The Federal Communications Commission has won a major victory in its decade-long battle to keep the internet open.
In a ruling issued Tuesday, the US Court of Appeals for the District of Columbia Circuit upheld the rules the agency imposed in February 2015.
The decision confirms the FCC's contention that it has the authority to place broadband providers under some of the same strict regulations that have governed telephone networks for more than 80 years. The appeals court ruling could be the last word in a high-stakes argument over the business side of the internet, but the broadband and wireless industries will likely look for cracks in the decision that they may use in an appeal to the US Supreme Court.
Still, the FCC has the high ground for now. "Today's ruling is a victory for consumers and innovators who deserve unfettered access to the entire web," FCC Chairman Tom Wheeler said in a statement.

- [Stored data]
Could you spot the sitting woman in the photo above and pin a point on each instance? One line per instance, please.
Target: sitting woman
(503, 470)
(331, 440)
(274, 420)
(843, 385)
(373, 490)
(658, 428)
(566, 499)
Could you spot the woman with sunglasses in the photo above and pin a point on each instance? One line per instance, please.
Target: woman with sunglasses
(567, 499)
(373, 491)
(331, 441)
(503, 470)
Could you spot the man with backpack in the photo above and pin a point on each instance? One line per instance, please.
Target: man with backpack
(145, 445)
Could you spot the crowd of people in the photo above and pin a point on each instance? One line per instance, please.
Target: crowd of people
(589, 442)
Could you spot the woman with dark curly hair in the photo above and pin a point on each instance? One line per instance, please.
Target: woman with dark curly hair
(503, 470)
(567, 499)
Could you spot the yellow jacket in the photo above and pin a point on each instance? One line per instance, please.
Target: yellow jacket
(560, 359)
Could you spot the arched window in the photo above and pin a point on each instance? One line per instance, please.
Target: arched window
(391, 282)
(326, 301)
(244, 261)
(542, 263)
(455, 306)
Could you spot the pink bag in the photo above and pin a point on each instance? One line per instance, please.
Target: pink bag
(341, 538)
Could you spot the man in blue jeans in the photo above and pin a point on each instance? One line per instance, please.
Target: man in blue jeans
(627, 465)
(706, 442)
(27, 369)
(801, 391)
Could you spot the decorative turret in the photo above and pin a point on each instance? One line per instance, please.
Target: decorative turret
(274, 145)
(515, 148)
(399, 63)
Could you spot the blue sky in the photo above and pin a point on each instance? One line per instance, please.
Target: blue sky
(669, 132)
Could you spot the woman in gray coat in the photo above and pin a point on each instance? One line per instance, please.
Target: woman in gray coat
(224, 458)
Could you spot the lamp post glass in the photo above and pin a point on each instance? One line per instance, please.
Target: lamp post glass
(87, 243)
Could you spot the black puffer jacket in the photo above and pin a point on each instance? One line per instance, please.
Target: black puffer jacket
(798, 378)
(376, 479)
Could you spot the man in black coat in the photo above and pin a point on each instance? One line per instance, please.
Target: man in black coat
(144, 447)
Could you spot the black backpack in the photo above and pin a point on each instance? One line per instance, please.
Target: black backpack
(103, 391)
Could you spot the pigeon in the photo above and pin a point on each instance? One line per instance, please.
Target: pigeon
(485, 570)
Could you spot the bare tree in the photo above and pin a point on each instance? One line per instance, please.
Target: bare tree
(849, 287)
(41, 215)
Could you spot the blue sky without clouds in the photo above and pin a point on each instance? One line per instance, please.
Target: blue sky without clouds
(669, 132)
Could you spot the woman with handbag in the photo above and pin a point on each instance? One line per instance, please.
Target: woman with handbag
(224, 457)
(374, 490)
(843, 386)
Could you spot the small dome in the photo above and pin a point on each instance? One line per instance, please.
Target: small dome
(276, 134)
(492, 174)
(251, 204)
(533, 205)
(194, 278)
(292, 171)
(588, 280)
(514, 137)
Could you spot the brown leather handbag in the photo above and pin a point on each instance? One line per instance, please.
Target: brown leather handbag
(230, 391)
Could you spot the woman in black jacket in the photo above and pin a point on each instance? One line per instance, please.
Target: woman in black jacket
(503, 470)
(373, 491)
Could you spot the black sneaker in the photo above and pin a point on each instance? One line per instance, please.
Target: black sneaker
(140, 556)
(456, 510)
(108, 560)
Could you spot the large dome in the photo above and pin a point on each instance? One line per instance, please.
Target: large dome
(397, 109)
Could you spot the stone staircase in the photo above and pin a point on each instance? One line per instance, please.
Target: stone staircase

- [WORK INSTRUCTIONS]
Pick up the article about the appeals court ruling on the FCC's internet rules after its last sentence, and continue writing it.

- [OUTPUT BELOW]
"After a decade of debate and legal battles, today's ruling affirms the Commission's ability to enforce the strongest possible internet protections -- both on fixed and mobile networks -- that will ensure the internet remains open, now and in the future," Wheeler said.
The FCC's rules have been backed by Google, Netflix and President Barack Obama, while Verizon, AT&T and Comcast, among others, have spoken against them.
"We have always expected this issue to be decided by the Supreme Court, and we look forward to participating in that appeal," David McAtee, AT&T's general counsel, said in a statement. AT&T joined the two industry groups that filed the suit.
Those who supported the regulators' efforts said that Tuesday's ruling definitively answers the question of whether the agency has the authority to impose Net neutrality rules and to reclassify broadband.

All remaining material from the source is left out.